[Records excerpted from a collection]
──────

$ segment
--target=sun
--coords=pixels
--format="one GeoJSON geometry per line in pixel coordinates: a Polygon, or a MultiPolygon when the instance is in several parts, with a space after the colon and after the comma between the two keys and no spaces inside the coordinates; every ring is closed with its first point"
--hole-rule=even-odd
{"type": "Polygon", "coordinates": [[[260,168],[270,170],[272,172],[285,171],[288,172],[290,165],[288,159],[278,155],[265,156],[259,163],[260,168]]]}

──────

[Exercise goal]:
Return the opening line of the data and every line after it through the line containing "GeoJSON geometry per", please, exactly as written and with nothing added.

[Output for this exercise]:
$ segment
--target=sun
--coords=pixels
--format="one GeoJSON geometry per line in pixel coordinates: a Polygon, or a MultiPolygon when the instance is in several parts, with a space after the colon and after the comma between the two keys and no spaces inside the coordinates; every ring is closed with its first point"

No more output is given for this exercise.